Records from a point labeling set

** Start **

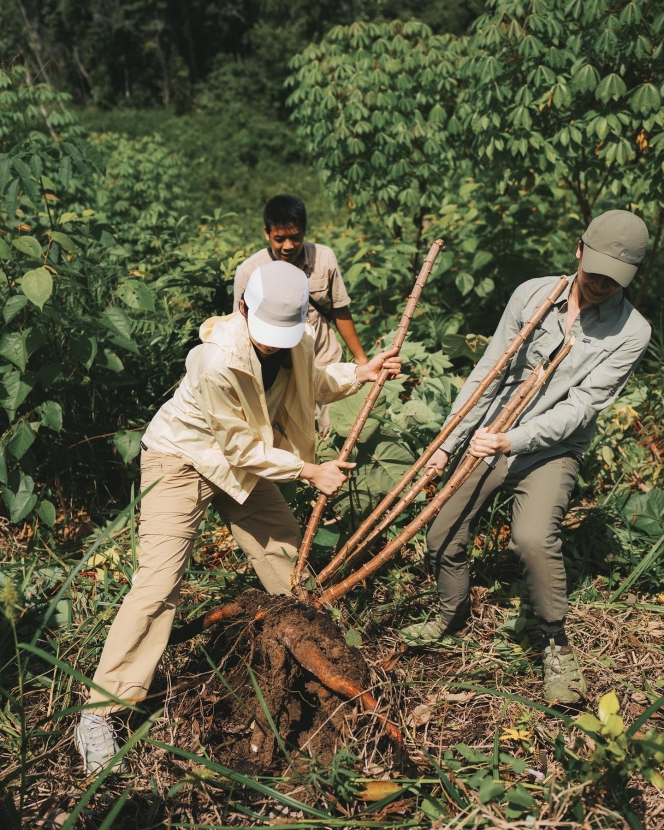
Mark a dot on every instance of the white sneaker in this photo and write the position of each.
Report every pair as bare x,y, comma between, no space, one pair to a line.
96,741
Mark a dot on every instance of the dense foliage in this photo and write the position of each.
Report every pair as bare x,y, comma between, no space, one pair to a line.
120,231
152,52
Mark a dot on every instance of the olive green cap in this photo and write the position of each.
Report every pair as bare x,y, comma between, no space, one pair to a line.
614,245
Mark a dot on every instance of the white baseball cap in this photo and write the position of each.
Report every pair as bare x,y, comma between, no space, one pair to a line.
277,301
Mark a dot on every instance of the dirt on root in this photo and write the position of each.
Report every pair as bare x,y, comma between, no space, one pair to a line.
258,680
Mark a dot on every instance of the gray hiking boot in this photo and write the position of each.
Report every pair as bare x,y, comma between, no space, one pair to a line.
427,633
563,679
96,741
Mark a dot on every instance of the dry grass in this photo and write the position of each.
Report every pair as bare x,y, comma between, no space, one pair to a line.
471,690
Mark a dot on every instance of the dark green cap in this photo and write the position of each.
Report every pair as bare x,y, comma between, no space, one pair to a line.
615,244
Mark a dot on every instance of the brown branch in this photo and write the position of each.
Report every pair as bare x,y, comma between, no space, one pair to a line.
205,621
507,417
361,419
444,434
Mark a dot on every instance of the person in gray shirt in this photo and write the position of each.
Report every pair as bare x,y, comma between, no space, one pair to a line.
538,459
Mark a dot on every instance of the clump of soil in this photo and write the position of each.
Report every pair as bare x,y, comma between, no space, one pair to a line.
255,650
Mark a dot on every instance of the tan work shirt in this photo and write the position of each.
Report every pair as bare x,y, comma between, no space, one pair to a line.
326,288
221,421
611,338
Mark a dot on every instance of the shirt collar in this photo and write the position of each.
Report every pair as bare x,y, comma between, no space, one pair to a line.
604,309
303,262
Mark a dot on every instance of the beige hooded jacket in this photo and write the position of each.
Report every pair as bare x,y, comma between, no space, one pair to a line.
218,417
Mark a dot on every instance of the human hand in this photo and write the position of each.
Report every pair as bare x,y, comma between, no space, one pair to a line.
438,461
327,477
486,443
385,360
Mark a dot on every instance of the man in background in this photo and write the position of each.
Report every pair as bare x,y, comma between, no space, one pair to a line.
285,227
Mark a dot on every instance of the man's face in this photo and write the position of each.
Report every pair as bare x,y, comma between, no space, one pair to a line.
595,288
286,242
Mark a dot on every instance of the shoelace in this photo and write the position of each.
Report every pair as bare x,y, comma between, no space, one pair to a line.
101,733
557,661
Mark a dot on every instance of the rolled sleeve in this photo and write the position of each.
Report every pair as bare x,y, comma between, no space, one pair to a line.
601,387
338,292
334,382
239,285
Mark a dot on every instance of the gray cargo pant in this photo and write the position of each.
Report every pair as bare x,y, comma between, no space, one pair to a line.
541,498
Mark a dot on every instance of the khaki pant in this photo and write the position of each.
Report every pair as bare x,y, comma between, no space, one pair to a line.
171,512
541,498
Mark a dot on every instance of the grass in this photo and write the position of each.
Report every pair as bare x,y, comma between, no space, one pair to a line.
483,750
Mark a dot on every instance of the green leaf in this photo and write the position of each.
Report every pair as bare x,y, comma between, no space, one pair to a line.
613,726
22,168
490,789
645,511
326,537
5,172
116,319
472,755
608,705
21,438
28,245
610,87
13,306
589,722
464,282
645,99
37,286
481,259
66,241
65,172
518,765
109,360
519,796
14,389
83,349
50,413
13,347
128,444
136,295
389,461
11,199
18,496
46,512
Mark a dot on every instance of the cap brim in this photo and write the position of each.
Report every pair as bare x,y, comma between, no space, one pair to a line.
593,262
276,337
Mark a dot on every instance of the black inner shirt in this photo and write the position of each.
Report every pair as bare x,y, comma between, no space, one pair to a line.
270,365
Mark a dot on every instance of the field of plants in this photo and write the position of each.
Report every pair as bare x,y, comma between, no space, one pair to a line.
130,189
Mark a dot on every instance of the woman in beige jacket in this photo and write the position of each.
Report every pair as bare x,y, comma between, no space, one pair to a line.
241,419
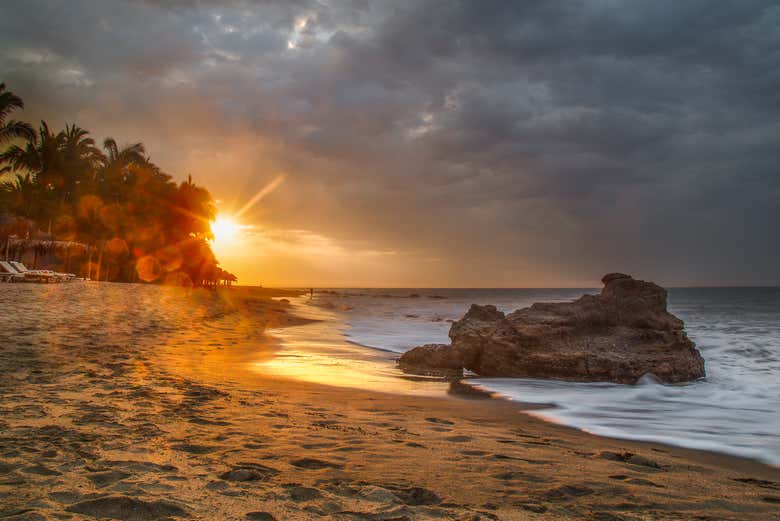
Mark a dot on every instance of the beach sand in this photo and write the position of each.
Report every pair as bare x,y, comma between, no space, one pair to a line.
142,402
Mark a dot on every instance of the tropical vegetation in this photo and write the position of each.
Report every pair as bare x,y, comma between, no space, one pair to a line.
137,223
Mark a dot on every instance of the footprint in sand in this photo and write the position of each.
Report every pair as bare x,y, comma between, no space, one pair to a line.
103,479
459,439
127,509
439,421
195,449
298,493
244,472
315,464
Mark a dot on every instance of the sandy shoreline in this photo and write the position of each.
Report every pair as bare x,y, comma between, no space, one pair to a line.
136,402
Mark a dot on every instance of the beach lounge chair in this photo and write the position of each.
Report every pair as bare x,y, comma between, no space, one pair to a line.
31,275
21,268
9,275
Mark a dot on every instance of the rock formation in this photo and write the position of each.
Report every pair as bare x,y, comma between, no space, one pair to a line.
618,336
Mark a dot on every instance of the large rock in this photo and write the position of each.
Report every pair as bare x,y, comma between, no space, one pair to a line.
619,336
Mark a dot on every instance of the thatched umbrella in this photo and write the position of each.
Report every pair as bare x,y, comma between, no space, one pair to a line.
41,247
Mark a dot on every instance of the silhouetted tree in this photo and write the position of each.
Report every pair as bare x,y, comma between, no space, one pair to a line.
138,224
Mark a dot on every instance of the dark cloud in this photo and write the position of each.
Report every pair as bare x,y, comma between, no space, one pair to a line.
518,142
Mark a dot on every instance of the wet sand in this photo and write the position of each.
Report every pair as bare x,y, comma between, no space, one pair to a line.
139,402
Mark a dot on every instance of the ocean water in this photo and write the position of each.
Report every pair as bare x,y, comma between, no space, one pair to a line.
735,409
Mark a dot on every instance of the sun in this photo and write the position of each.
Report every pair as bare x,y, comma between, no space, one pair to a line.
225,229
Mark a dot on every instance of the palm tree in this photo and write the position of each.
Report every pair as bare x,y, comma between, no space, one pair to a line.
12,129
23,196
80,159
116,168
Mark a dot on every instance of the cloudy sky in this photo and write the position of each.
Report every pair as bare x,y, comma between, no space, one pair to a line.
439,143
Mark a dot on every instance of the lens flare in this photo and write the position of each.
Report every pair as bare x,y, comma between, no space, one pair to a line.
225,229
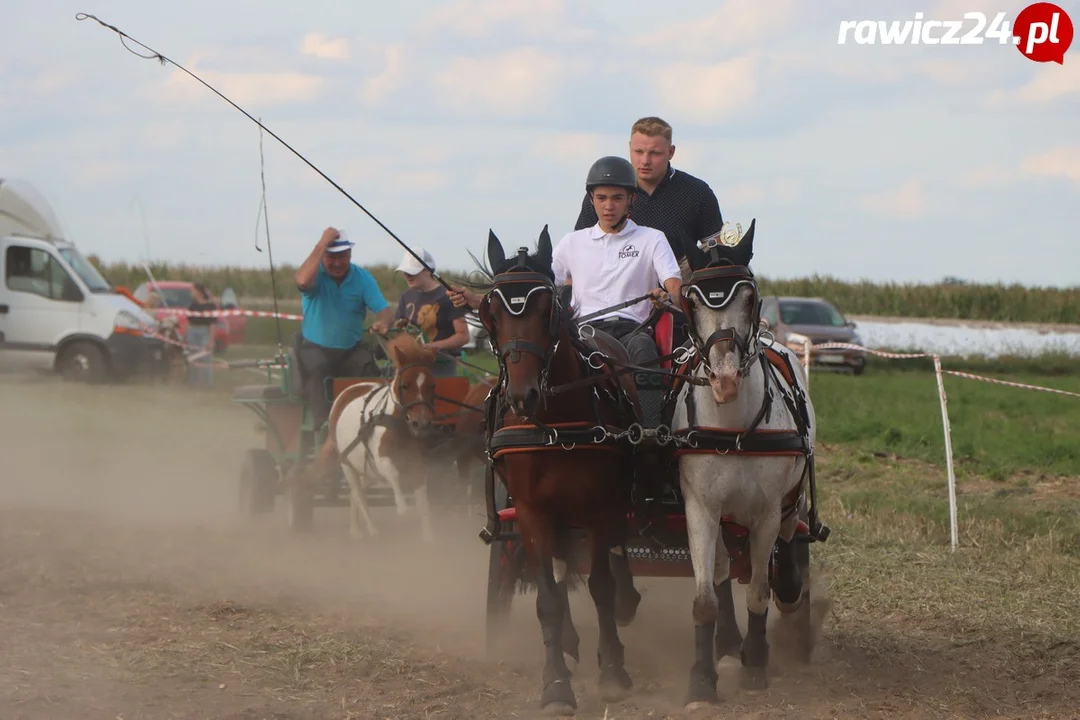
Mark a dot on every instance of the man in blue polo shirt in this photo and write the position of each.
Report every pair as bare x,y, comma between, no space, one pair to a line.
336,297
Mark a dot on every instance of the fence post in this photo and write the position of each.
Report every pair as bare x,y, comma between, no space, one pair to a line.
948,451
798,337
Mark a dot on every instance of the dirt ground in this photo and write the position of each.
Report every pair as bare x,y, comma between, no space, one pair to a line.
130,589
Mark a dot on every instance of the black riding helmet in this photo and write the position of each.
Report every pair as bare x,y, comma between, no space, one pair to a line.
612,171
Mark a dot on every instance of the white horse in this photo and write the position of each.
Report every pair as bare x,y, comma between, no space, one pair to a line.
746,431
377,433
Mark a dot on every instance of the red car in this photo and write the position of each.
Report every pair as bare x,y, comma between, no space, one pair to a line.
177,294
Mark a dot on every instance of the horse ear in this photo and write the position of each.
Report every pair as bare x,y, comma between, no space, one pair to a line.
745,247
496,256
543,247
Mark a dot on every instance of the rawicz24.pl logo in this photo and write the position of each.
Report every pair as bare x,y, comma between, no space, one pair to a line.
1042,31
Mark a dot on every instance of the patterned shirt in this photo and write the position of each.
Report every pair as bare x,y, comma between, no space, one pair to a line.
683,207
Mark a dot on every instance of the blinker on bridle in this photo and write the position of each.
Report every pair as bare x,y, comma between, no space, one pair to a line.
715,286
514,287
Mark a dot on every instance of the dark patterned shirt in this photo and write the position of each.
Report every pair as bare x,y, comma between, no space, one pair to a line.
683,207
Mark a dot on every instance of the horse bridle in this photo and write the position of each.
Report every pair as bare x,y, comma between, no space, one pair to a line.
715,287
514,288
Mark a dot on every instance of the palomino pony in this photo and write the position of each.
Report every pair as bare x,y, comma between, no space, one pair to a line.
558,456
470,439
378,432
745,463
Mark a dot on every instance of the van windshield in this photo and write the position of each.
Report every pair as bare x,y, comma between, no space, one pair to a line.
86,271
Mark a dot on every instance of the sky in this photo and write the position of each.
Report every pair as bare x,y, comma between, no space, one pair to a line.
904,163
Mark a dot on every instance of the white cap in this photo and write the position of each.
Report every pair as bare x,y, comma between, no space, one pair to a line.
412,267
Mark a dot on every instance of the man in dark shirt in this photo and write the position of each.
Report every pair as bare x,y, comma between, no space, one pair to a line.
427,306
678,204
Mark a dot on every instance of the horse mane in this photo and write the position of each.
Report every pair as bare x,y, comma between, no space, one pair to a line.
409,349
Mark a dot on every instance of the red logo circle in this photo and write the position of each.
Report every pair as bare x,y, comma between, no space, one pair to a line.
1042,32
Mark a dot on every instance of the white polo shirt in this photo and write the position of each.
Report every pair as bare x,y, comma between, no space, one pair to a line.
608,269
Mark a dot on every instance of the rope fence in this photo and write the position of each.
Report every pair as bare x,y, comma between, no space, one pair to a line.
809,348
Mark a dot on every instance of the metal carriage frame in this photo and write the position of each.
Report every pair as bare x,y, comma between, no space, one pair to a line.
292,442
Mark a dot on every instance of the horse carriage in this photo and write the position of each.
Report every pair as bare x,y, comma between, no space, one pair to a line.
294,460
707,475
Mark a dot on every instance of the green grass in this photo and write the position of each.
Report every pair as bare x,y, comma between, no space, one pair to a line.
997,431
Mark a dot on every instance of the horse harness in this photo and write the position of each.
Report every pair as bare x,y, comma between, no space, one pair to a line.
395,419
715,286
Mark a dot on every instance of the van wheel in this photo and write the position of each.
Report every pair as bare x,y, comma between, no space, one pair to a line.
83,362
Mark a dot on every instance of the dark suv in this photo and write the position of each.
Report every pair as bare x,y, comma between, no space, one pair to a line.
821,322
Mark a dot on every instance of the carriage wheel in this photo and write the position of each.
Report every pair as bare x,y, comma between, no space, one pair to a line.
258,483
299,505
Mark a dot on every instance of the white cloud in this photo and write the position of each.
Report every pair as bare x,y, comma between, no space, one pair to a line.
521,83
487,18
987,177
377,89
736,24
907,202
741,194
444,110
319,45
706,93
575,150
1062,162
1051,82
244,89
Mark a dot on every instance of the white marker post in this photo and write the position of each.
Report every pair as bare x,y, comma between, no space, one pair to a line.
805,341
948,452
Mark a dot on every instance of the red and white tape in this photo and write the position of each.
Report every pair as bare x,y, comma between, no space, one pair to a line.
1023,385
226,313
969,376
939,371
879,353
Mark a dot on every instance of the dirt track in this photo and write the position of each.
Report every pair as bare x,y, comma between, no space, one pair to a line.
129,589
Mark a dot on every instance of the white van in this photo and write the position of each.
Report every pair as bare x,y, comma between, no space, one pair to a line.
56,310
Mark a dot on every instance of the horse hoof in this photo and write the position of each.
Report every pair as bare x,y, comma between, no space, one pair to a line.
754,679
700,706
557,698
558,709
728,664
702,694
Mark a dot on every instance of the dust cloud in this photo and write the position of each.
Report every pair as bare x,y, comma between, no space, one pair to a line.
145,477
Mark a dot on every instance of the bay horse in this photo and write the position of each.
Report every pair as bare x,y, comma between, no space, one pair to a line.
379,432
558,457
470,440
745,464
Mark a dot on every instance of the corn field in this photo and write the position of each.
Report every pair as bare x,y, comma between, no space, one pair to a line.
950,299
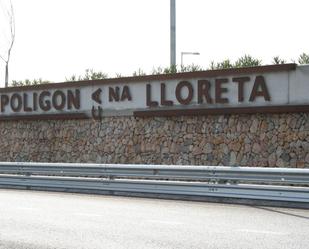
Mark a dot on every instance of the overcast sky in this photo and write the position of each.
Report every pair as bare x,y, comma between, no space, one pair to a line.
58,38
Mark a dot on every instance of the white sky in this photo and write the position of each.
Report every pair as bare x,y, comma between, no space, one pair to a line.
58,38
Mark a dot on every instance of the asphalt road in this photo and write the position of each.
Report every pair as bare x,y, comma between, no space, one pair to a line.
44,220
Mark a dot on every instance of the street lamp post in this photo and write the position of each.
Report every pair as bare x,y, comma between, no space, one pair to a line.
172,33
184,53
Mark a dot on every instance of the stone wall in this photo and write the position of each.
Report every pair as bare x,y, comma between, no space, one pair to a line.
248,140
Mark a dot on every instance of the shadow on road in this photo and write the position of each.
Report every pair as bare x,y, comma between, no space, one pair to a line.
282,212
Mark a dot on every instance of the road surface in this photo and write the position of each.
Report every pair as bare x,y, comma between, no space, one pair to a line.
46,220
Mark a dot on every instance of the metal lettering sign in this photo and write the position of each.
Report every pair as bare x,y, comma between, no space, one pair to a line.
277,87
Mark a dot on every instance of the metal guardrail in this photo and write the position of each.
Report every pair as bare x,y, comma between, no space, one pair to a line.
276,184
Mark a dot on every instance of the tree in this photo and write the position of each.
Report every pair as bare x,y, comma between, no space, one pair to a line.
247,61
303,59
277,60
90,74
9,18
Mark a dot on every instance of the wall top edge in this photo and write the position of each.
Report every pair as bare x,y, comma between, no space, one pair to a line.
148,78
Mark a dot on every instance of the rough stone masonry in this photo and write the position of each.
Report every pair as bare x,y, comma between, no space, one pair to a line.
268,140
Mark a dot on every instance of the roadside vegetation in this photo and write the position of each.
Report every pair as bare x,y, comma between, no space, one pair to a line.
244,61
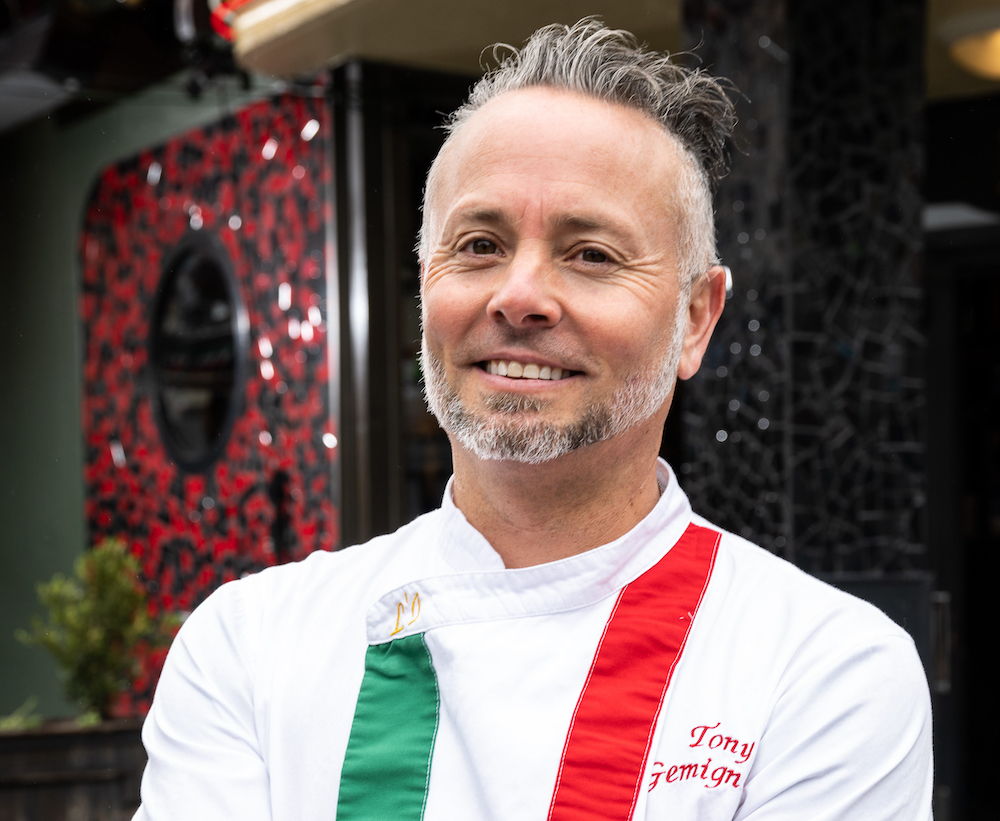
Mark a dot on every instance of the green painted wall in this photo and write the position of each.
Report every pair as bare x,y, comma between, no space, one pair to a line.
46,172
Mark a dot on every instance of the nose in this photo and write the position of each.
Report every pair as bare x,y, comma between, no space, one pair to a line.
526,294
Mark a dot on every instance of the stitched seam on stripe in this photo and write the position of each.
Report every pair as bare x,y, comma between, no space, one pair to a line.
437,723
670,675
579,701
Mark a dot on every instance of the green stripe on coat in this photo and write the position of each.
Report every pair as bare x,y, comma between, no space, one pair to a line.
388,761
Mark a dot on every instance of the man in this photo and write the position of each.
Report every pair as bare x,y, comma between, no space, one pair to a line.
564,638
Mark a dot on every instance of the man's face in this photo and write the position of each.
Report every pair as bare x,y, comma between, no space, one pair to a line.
553,315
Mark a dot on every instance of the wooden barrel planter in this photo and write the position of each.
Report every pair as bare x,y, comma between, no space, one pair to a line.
61,772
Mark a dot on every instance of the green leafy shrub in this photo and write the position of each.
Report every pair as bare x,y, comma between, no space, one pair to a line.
97,622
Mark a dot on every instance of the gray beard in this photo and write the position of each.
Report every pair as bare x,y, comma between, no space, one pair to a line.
511,430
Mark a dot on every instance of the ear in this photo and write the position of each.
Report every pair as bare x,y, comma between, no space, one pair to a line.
708,298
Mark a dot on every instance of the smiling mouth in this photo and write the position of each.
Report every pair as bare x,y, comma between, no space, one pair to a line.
513,369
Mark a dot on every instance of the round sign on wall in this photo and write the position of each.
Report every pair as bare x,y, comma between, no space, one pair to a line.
197,350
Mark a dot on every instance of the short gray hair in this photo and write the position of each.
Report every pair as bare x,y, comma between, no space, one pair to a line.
591,59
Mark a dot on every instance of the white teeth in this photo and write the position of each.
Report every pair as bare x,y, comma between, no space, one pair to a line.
517,370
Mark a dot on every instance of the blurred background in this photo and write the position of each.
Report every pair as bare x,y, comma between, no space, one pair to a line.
208,317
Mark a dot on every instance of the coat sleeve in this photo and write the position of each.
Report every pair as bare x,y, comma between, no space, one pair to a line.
849,739
205,759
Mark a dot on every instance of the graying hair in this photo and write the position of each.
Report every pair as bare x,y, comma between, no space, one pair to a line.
591,59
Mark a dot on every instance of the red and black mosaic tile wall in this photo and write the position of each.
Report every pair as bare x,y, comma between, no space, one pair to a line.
257,181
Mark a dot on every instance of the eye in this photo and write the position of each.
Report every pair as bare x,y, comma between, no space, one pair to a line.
593,256
483,247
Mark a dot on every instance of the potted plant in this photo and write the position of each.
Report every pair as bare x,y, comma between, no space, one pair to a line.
100,632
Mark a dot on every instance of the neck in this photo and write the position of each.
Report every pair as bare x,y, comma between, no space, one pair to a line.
532,514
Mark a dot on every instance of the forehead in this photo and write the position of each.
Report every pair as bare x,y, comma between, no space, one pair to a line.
542,142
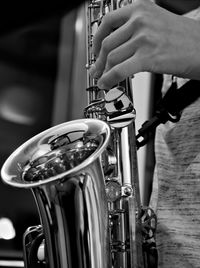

** End **

* **WHAT YOU ARE ASKED TO DO**
Copy the lines word for word, starting with the line that contains "Mark a dot on every instance of the graying" and going on through the end of the records, and leave the pictures out of your answer.

* **EXERCISE SOLUTION**
Mark a dot on every instance of the graying hair in this photo and write the position of each.
Report every pair as bare x,y, comma between, no space, one pair to a line.
591,59
Mark a dot on every instance of the red and black mosaic tile wall in this photo and write the position of each.
Report every pair as bare x,y, comma between, no space, one pair to a line.
257,181
Mark a dot on every instance of the eye in this photo and write the position of each.
Report every pair as bare x,y, comma between, no space, one pair to a line.
593,256
483,247
Mark a dot on every instance of the potted plant in this photo and write the position of each.
Report every pair as bare x,y, comma between, no space, one pair to a line.
100,632
Mark a dot on every instance of the neck in this photo and write the position of each.
Report every pair as bare x,y, comma between, no space, one pair to a line.
532,514
Mark a dot on every instance of the forehead in this photo and write the position of each.
Report every pair as bare x,y, comma between, no space, one pair to a line.
542,142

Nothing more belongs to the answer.